CHALLENGE — In the records below, express only the lines starting at the one containing "I'd like to know: does the floor" and ending at the one containing "[[265, 162, 271, 190]]", both included, as a JSON list of strings with one string per line and blank lines omitted.

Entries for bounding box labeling
+ + + + +

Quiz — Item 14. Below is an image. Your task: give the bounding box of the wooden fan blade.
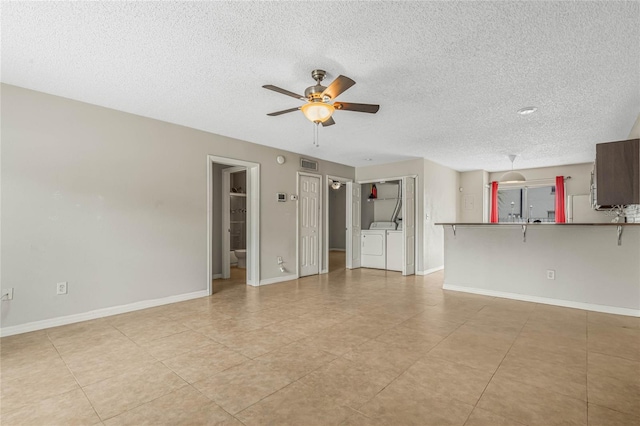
[322,117,336,127]
[262,84,307,101]
[333,102,380,114]
[267,107,300,117]
[322,75,356,99]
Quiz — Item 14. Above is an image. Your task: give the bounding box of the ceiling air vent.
[300,158,318,172]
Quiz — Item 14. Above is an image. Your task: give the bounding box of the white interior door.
[346,182,362,269]
[402,177,416,275]
[298,175,320,277]
[221,169,231,280]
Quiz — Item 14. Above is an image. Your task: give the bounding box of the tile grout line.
[46,331,102,423]
[465,304,539,423]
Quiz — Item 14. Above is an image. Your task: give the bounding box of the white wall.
[458,170,489,223]
[423,160,460,271]
[444,225,640,316]
[1,85,355,327]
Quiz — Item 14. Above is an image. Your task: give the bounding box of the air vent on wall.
[300,158,318,172]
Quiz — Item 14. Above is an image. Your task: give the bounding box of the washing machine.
[360,222,396,269]
[387,222,403,271]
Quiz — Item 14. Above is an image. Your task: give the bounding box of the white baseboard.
[442,283,640,317]
[260,274,298,285]
[416,265,444,275]
[0,290,209,337]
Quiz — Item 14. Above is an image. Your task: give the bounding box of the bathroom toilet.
[233,249,247,269]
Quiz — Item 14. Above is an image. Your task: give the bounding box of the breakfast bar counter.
[437,223,640,316]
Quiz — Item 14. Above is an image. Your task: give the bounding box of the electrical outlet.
[2,287,13,300]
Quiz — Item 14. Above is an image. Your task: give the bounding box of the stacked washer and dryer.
[360,181,403,271]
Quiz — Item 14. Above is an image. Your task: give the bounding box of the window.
[498,185,556,223]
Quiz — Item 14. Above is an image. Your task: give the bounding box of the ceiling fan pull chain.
[313,122,320,148]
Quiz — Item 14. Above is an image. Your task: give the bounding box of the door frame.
[207,155,260,295]
[355,175,424,275]
[320,175,353,274]
[222,166,250,279]
[296,172,324,278]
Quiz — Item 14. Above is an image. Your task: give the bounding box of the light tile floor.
[0,254,640,426]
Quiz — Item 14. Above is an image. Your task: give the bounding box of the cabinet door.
[596,139,640,206]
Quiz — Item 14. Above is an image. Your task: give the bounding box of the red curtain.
[556,176,567,223]
[490,181,498,223]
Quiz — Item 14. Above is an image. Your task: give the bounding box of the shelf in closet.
[367,198,398,202]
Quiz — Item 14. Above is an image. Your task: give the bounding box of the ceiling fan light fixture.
[500,154,527,183]
[300,102,335,123]
[500,171,527,183]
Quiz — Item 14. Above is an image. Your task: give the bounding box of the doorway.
[298,172,322,277]
[222,167,248,283]
[207,155,260,294]
[322,175,351,273]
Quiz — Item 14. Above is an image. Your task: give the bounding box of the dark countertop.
[436,222,640,226]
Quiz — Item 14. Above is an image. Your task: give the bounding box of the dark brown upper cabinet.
[596,139,640,207]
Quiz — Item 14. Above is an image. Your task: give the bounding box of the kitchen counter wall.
[442,223,640,316]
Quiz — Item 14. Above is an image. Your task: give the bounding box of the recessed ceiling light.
[518,107,538,115]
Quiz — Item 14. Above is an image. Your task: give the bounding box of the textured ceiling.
[1,1,640,171]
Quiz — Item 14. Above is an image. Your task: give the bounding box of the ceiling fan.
[262,70,380,127]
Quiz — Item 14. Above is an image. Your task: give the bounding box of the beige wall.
[1,85,355,327]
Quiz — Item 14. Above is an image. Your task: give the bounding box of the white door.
[402,177,416,275]
[346,182,362,269]
[222,169,231,280]
[298,175,320,277]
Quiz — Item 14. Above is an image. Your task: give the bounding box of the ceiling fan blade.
[333,102,380,114]
[322,75,356,99]
[322,117,336,127]
[262,84,307,101]
[267,107,300,117]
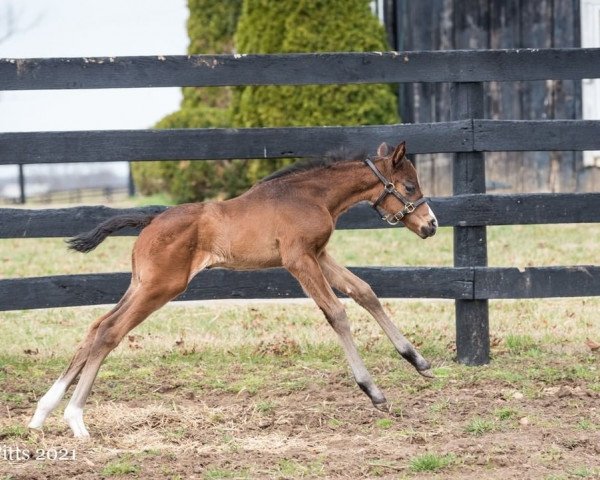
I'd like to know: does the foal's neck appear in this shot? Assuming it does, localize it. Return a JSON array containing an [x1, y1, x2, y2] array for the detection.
[[316, 162, 382, 218]]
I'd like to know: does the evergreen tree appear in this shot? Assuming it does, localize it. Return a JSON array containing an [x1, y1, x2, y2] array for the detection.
[[134, 0, 399, 202], [233, 0, 399, 184], [133, 0, 242, 203]]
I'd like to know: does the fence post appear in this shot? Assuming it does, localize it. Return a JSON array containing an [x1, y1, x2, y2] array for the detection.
[[19, 163, 27, 205], [452, 82, 490, 365]]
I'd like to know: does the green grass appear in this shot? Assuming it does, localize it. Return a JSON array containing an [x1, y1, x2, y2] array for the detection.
[[465, 417, 496, 436], [409, 453, 457, 472], [101, 455, 142, 477]]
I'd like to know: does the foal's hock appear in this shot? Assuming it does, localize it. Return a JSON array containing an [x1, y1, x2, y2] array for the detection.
[[29, 143, 437, 437]]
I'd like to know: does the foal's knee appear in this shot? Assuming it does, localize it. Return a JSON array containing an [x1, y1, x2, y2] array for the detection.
[[324, 305, 350, 334], [348, 280, 377, 305]]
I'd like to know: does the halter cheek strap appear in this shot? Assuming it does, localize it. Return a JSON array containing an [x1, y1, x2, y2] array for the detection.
[[364, 157, 427, 225]]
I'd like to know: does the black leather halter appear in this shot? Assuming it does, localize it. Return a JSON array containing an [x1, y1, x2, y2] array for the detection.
[[364, 157, 427, 225]]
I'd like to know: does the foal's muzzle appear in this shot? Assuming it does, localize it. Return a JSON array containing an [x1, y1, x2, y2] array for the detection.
[[419, 218, 438, 238]]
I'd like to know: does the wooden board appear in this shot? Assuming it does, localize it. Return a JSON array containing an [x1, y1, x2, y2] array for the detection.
[[0, 265, 600, 311], [0, 119, 600, 165], [0, 193, 600, 238], [0, 48, 600, 90], [0, 267, 473, 310], [0, 121, 472, 165]]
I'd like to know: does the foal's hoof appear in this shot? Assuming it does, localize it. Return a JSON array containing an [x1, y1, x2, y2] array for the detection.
[[417, 368, 435, 378], [373, 401, 390, 413]]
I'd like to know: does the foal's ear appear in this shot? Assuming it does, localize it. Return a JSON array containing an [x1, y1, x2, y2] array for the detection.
[[377, 142, 390, 157], [392, 142, 406, 168]]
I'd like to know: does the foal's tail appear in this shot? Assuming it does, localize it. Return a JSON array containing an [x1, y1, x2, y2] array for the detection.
[[66, 213, 158, 253]]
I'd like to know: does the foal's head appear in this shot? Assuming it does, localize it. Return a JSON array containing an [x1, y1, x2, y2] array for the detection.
[[376, 142, 438, 238]]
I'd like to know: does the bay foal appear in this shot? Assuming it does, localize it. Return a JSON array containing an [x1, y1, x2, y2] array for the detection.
[[29, 143, 437, 437]]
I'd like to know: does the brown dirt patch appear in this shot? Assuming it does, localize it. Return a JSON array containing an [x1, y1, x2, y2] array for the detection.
[[0, 371, 600, 480]]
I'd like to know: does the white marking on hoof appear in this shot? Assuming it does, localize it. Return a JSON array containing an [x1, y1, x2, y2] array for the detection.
[[427, 205, 438, 225], [63, 405, 90, 438], [28, 378, 67, 429]]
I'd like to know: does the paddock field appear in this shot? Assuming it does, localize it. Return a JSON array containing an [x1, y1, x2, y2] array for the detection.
[[0, 225, 600, 480]]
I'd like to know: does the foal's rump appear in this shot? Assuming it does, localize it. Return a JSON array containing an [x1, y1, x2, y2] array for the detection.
[[67, 213, 158, 253]]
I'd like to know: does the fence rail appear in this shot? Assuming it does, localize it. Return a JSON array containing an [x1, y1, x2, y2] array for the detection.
[[0, 193, 600, 238], [0, 49, 600, 364], [0, 48, 600, 90], [0, 265, 600, 311], [0, 120, 600, 165]]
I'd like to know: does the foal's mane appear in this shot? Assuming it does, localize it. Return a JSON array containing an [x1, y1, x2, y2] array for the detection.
[[259, 147, 366, 183]]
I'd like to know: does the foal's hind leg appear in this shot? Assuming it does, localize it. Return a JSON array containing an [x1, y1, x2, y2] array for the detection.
[[319, 252, 433, 378], [64, 276, 187, 437], [284, 254, 388, 411], [29, 290, 130, 428]]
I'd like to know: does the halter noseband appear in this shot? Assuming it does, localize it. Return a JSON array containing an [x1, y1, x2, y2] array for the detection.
[[364, 157, 427, 225]]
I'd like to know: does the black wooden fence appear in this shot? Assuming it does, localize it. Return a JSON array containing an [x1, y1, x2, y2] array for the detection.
[[0, 49, 600, 364]]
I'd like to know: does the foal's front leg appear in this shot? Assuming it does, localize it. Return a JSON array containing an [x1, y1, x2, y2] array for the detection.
[[284, 253, 388, 411], [319, 251, 434, 378]]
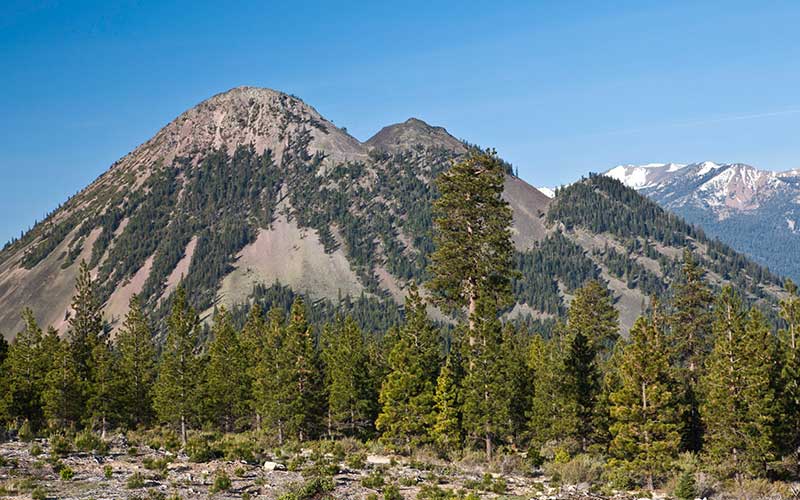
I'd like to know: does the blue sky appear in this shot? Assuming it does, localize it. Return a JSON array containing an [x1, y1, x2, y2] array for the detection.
[[0, 0, 800, 241]]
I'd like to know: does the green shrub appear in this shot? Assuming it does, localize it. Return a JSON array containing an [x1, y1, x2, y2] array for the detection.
[[303, 457, 339, 478], [383, 484, 403, 500], [544, 455, 605, 484], [186, 435, 215, 463], [58, 465, 75, 481], [75, 430, 101, 452], [31, 486, 47, 500], [50, 434, 72, 457], [125, 472, 144, 490], [210, 469, 231, 493], [142, 457, 172, 475], [278, 477, 334, 500], [417, 484, 457, 500], [344, 451, 367, 470], [145, 489, 167, 500], [397, 477, 417, 487], [673, 470, 697, 500], [361, 472, 385, 490], [212, 433, 260, 463], [286, 455, 306, 472], [17, 419, 35, 443], [464, 473, 508, 495]]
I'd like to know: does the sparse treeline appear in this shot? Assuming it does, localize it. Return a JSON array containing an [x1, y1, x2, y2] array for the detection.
[[0, 149, 800, 488]]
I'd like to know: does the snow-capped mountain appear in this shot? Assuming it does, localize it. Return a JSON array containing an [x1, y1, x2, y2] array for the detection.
[[605, 161, 800, 279]]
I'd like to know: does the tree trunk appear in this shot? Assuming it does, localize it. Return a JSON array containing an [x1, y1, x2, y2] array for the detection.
[[467, 294, 478, 346], [181, 414, 186, 448]]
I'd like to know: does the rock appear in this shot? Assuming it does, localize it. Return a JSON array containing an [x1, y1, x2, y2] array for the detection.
[[367, 455, 392, 465], [264, 460, 286, 472]]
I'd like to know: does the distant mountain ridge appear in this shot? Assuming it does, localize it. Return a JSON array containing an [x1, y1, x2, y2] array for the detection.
[[0, 87, 780, 336], [605, 161, 800, 280]]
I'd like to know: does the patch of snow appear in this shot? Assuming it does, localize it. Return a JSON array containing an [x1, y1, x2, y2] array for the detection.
[[667, 163, 686, 172], [536, 187, 556, 198], [697, 161, 723, 176], [606, 163, 664, 189]]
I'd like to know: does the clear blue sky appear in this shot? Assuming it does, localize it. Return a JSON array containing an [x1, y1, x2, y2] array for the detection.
[[0, 0, 800, 245]]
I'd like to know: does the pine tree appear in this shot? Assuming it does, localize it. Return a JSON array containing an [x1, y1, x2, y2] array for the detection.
[[116, 295, 156, 425], [529, 280, 619, 451], [778, 280, 800, 457], [671, 249, 714, 452], [567, 280, 619, 358], [429, 151, 514, 334], [461, 298, 512, 460], [67, 260, 103, 386], [528, 324, 579, 449], [239, 303, 267, 430], [86, 338, 121, 439], [500, 323, 540, 445], [322, 316, 377, 436], [277, 296, 325, 441], [5, 308, 51, 427], [609, 311, 680, 491], [153, 287, 200, 446], [563, 280, 619, 450], [701, 286, 775, 481], [42, 340, 83, 429], [253, 307, 290, 444], [431, 352, 463, 451], [205, 307, 249, 432], [376, 287, 446, 452]]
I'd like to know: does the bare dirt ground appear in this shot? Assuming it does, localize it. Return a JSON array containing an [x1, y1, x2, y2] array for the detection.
[[0, 440, 644, 500]]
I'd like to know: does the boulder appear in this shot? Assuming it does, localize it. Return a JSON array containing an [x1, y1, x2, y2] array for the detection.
[[264, 460, 286, 472]]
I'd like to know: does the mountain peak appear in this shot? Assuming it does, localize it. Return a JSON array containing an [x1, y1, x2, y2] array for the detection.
[[364, 117, 467, 153], [114, 87, 365, 183]]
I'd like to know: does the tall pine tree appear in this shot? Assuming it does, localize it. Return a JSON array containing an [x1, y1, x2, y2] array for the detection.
[[253, 307, 291, 444], [376, 287, 446, 452], [153, 287, 200, 446], [86, 338, 121, 439], [5, 308, 47, 427], [671, 249, 714, 452], [42, 340, 84, 430], [239, 303, 267, 430], [462, 298, 512, 460], [322, 316, 377, 436], [276, 296, 325, 441], [116, 295, 156, 426], [205, 307, 249, 432], [609, 310, 680, 491], [701, 286, 775, 480], [67, 260, 103, 389], [778, 280, 800, 458], [429, 151, 514, 333], [430, 352, 463, 452]]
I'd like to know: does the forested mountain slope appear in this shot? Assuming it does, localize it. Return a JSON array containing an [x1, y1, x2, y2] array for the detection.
[[606, 161, 800, 280], [0, 87, 780, 336]]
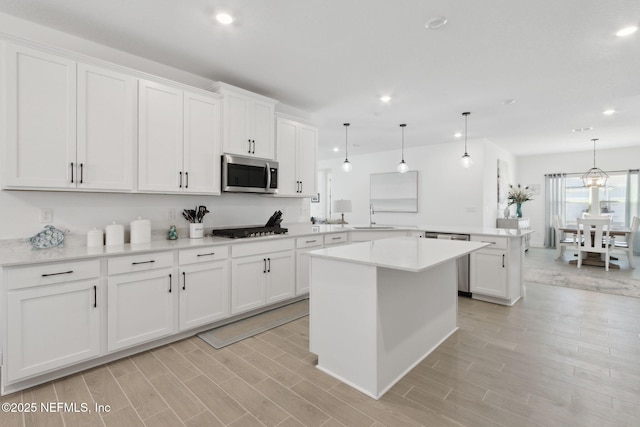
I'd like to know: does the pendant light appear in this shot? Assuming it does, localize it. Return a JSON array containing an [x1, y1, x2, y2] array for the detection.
[[582, 139, 609, 187], [460, 111, 473, 169], [397, 124, 409, 173], [342, 123, 353, 172]]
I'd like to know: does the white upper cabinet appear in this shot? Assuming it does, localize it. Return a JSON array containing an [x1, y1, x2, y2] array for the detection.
[[3, 43, 137, 191], [211, 82, 277, 159], [76, 64, 138, 191], [138, 80, 220, 194], [2, 43, 76, 188], [276, 117, 318, 197]]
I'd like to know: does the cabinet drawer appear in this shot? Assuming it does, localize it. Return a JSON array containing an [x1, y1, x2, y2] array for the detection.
[[231, 237, 295, 258], [324, 233, 349, 245], [7, 259, 100, 289], [296, 236, 324, 248], [108, 252, 173, 275], [178, 246, 229, 265], [471, 235, 509, 249]]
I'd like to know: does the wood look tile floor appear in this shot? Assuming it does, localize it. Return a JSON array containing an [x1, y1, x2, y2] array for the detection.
[[0, 250, 640, 427]]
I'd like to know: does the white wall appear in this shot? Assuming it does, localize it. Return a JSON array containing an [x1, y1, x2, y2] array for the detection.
[[0, 13, 310, 239], [319, 141, 515, 227], [517, 144, 640, 246]]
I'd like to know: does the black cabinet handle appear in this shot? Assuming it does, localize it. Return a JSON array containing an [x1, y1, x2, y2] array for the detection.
[[42, 270, 73, 277], [197, 252, 216, 256], [131, 259, 156, 265]]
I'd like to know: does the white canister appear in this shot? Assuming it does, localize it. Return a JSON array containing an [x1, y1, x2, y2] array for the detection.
[[105, 221, 124, 246], [87, 227, 104, 248], [189, 222, 204, 239], [130, 217, 151, 245]]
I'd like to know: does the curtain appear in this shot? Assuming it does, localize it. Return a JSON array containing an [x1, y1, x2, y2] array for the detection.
[[625, 169, 640, 255], [544, 173, 567, 248]]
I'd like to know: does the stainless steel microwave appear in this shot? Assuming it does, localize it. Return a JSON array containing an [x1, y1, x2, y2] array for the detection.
[[222, 154, 278, 194]]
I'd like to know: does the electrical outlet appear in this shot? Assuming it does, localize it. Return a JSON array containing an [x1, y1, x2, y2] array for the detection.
[[40, 208, 53, 224]]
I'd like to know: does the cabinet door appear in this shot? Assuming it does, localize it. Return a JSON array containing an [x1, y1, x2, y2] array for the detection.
[[470, 250, 508, 298], [6, 279, 103, 382], [276, 119, 300, 196], [223, 92, 253, 156], [76, 64, 137, 191], [180, 261, 230, 330], [3, 43, 76, 188], [297, 125, 318, 197], [266, 251, 296, 304], [249, 100, 276, 159], [231, 256, 267, 314], [107, 269, 179, 351], [183, 92, 221, 194], [138, 80, 184, 192]]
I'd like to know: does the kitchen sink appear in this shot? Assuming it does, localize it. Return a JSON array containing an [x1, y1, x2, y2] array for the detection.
[[352, 225, 395, 230]]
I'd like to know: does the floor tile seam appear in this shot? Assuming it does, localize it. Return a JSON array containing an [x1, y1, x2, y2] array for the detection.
[[254, 377, 333, 424], [405, 384, 508, 427], [219, 376, 292, 424], [290, 378, 376, 425]]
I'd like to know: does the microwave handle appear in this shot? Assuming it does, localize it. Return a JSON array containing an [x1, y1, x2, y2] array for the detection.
[[265, 162, 271, 190]]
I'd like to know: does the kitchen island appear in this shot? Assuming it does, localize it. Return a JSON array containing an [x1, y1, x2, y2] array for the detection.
[[309, 237, 488, 399]]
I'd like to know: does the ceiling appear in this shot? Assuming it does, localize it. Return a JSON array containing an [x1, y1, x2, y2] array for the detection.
[[0, 0, 640, 159]]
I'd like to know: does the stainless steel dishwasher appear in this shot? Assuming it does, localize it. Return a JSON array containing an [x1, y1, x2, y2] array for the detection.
[[424, 232, 471, 297]]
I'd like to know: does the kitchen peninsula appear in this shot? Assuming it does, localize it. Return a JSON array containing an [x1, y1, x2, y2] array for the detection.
[[309, 237, 489, 399]]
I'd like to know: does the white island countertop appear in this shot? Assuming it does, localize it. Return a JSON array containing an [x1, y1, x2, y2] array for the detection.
[[309, 237, 490, 272]]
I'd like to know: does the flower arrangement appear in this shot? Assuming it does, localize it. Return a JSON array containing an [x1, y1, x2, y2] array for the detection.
[[507, 184, 533, 206]]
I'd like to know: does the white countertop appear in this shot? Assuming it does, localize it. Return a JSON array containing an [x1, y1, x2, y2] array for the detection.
[[309, 237, 490, 272], [0, 223, 531, 266]]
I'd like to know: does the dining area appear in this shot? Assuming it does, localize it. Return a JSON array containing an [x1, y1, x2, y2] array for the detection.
[[553, 213, 640, 271]]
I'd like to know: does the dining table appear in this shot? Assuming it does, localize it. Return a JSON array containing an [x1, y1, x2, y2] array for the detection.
[[559, 224, 631, 269]]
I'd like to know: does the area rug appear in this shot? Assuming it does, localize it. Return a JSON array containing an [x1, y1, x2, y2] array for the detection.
[[524, 268, 640, 298], [198, 299, 309, 349]]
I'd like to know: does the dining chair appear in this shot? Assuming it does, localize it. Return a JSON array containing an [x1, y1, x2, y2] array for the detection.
[[576, 218, 615, 271], [553, 215, 578, 259], [611, 216, 640, 268]]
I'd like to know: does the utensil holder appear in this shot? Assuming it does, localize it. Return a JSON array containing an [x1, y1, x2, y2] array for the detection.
[[189, 222, 204, 239]]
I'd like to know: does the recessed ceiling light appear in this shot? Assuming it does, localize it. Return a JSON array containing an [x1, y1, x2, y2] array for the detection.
[[571, 126, 593, 132], [216, 13, 233, 25], [616, 25, 638, 37], [424, 16, 447, 30]]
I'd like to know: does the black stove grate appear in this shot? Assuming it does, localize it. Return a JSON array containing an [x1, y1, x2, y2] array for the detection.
[[211, 227, 289, 239]]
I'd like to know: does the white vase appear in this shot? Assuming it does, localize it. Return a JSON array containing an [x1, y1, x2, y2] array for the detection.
[[189, 222, 204, 239]]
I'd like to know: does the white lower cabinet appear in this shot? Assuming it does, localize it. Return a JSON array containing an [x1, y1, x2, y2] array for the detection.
[[231, 239, 296, 314], [470, 249, 507, 298], [179, 260, 229, 331], [107, 268, 179, 351], [7, 278, 104, 382]]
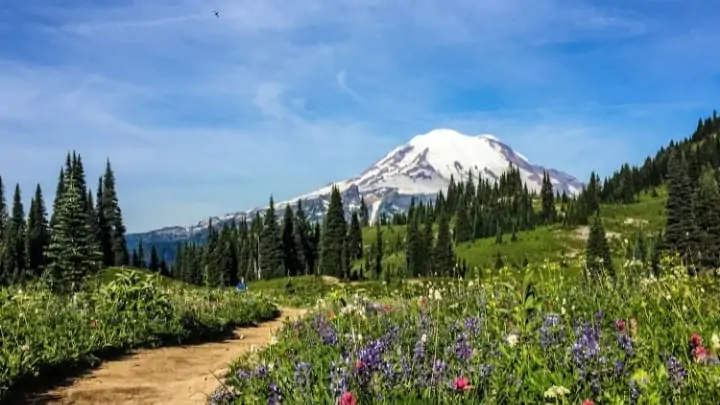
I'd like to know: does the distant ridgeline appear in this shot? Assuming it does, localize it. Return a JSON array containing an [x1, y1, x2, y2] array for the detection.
[[127, 112, 720, 272]]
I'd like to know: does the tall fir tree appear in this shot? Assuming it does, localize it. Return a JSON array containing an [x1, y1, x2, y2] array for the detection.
[[293, 200, 314, 275], [0, 176, 6, 286], [259, 197, 285, 279], [133, 239, 147, 269], [319, 186, 347, 277], [148, 245, 160, 273], [665, 150, 697, 265], [405, 213, 423, 277], [348, 212, 363, 260], [454, 201, 473, 243], [50, 169, 65, 229], [101, 159, 128, 266], [359, 196, 370, 227], [2, 184, 27, 283], [694, 168, 720, 269], [540, 172, 557, 224], [95, 176, 112, 267], [47, 155, 102, 292], [373, 222, 385, 278], [282, 205, 302, 276]]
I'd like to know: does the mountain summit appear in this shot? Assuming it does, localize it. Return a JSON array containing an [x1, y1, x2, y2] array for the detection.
[[128, 129, 583, 243]]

+ + + + +

TASK SOLUTION —
[
  "I'd like to know: does the floor tile seam appear in this shot? Assuming it does, localize it. Return a JSON array containing an [x1, y1, x2, y2] array for the detection.",
  "[[254, 377, 333, 424], [405, 384, 508, 427], [219, 376, 292, 424], [290, 378, 376, 425]]",
  "I'd like to know: does the microwave handle appear in this shot? Assuming it does, localize it. Return a JSON array containing an [x1, y1, x2, y2] array for the detection.",
  "[[265, 162, 271, 190]]"
]